DIRECTIVE
Swap "specification" for "documentation" in the listing from its start up to and including the line with "left=583, top=300, right=600, bottom=329". Return only those lines, with everything else unchanged.

═════ ENTRIES SUPPLIED

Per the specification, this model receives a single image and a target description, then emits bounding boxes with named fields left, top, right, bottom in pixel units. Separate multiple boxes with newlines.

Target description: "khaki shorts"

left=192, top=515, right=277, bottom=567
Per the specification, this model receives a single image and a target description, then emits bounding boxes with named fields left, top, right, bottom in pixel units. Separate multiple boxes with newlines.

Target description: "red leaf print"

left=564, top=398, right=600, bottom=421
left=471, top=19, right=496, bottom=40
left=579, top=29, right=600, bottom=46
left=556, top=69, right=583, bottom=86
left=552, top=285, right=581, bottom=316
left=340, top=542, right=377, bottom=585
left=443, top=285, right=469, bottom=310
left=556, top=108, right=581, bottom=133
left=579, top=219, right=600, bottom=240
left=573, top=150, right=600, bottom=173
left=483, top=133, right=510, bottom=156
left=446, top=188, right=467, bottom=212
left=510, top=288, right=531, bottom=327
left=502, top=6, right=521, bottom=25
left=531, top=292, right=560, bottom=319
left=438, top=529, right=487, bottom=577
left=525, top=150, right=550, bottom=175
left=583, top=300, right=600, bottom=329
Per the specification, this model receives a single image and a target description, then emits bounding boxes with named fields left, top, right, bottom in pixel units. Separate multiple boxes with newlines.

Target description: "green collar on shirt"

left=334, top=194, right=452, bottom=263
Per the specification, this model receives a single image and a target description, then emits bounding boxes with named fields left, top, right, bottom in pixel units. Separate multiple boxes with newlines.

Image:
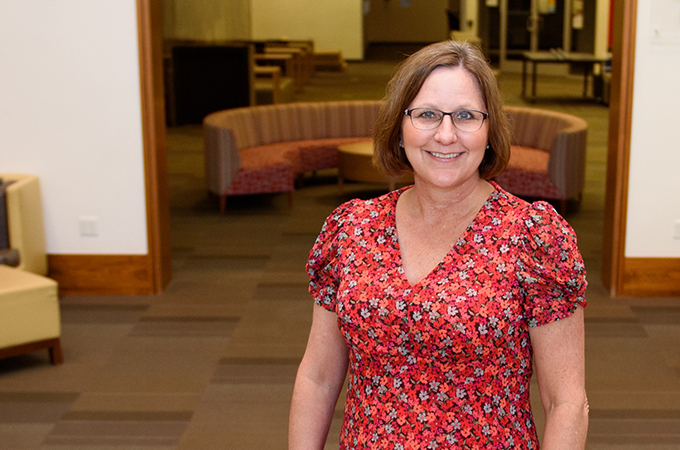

══════════

FULL SOLUTION
Per the documentation, this model receives a single image and a target description, then emits bounding boxes with named fields left, top, right, bottom in pixel units. Separate multiple boxes with newlines.

Target description: "khaki shorts"

left=192, top=515, right=277, bottom=567
Per the documentation, this model receives a single image and a target description, then emits bounding boxes with named fields left, top, right, bottom in pixel units. Separate multiple boxes with newlines.

Target description: "red leaf print"

left=564, top=398, right=600, bottom=421
left=471, top=19, right=496, bottom=40
left=579, top=29, right=600, bottom=46
left=556, top=69, right=583, bottom=86
left=552, top=285, right=581, bottom=316
left=340, top=542, right=377, bottom=585
left=443, top=285, right=469, bottom=310
left=556, top=108, right=581, bottom=133
left=579, top=219, right=600, bottom=240
left=573, top=150, right=600, bottom=173
left=483, top=133, right=510, bottom=156
left=446, top=188, right=467, bottom=212
left=510, top=288, right=531, bottom=327
left=502, top=6, right=521, bottom=25
left=531, top=292, right=560, bottom=319
left=438, top=529, right=487, bottom=577
left=525, top=150, right=550, bottom=175
left=583, top=300, right=600, bottom=329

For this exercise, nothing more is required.